🎬

Video tutorial coming soon.

🌍 Setup OpenMRS — Open Medical Record System

Deploy OpenMRS on Ubuntu with Docker — the globally trusted open-source medical record system used by WHO, MSF, and thousands of clinics worldwide. Modular, multi-language, and designed for resource-constrained environments in developing countries.

⚠️ This script is provided for demo and testing purposes only. Not intended for production use.

📦 Resources & Setup Scripts

Grab the automated bash script from GitHub to follow along with the video.

Automated install — OpenMRS with MySQL database in one command.

(Saved data entries)
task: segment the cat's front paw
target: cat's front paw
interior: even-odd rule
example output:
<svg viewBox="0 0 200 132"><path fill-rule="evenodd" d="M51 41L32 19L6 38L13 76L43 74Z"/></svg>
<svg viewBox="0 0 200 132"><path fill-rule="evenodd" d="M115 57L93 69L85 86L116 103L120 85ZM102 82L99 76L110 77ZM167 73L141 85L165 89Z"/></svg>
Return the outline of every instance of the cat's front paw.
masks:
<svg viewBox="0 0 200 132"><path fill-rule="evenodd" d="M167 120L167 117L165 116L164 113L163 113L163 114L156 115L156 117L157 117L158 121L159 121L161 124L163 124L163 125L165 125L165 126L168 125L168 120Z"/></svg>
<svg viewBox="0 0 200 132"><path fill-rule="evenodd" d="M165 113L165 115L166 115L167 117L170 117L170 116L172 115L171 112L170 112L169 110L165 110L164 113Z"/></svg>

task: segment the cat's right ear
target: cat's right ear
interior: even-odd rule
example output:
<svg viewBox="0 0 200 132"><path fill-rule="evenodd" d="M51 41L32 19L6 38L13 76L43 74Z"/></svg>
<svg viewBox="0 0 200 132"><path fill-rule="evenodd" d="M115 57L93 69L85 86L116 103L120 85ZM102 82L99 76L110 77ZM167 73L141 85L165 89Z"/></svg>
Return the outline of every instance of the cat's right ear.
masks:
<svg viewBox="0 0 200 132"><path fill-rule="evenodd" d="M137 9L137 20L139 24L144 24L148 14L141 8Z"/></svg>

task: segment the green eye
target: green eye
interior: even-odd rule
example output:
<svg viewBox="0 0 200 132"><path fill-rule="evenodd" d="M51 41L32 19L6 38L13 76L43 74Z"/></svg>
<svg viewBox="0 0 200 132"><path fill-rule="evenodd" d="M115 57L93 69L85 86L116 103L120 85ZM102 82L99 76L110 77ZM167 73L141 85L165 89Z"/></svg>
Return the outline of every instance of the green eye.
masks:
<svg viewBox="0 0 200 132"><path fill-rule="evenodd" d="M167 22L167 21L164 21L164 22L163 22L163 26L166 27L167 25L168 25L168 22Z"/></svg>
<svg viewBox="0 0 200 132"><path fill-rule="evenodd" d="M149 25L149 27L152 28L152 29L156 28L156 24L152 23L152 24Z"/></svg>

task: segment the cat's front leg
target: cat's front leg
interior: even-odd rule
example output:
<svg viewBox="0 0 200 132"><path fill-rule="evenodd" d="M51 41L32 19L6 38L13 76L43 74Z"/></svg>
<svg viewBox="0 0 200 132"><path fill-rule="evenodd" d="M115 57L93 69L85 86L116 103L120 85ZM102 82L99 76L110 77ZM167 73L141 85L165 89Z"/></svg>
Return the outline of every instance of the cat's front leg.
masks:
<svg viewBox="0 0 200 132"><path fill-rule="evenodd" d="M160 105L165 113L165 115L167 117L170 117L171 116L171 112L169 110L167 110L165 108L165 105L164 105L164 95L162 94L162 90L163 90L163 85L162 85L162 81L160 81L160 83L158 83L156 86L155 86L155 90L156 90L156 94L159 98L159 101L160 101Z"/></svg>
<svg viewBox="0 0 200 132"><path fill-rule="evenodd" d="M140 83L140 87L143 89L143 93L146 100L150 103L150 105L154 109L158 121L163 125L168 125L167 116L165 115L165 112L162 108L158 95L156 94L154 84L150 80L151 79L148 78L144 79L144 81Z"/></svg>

QUESTIONS ON THE MATERIAL:
[a] Repeat the OpenMRS setup page from "Video tutorial coming" up to and including "in one command.".
[b] According to the OpenMRS setup page, are these statements correct? (i) The script is intended for production use. (ii) OpenMRS is deployed on Ubuntu with Docker. (iii) The automated install sets up OpenMRS with a PostgreSQL database. Answer yes or no for each and quote the words that decide it.
[c] Where does the OpenMRS setup page say to get the automated bash script?
None of the data is needed here.

ANSWERS TO THE EXERCISES:
[a]
Video tutorial coming soon.

🌍 Setup OpenMRS — Open Medical Record System

Deploy OpenMRS on Ubuntu with Docker — the globally trusted open-source medical record system used by WHO, MSF, and thousands of clinics worldwide. Modular, multi-language, and designed for resource-constrained environments in developing countries.

⚠️ This script is provided for demo and testing purposes only. Not intended for production use.

📦 Resources & Setup Scripts

Grab the automated bash script from GitHub to follow along with the video.

Automated install — OpenMRS with MySQL database in one command.

[b]
(i) No: "This script is provided for demo and testing purposes only. Not intended for production use."
(ii) Yes: "Deploy OpenMRS on Ubuntu with Docker"
(iii) No: "OpenMRS with MySQL database in one command."

[c] From GitHub.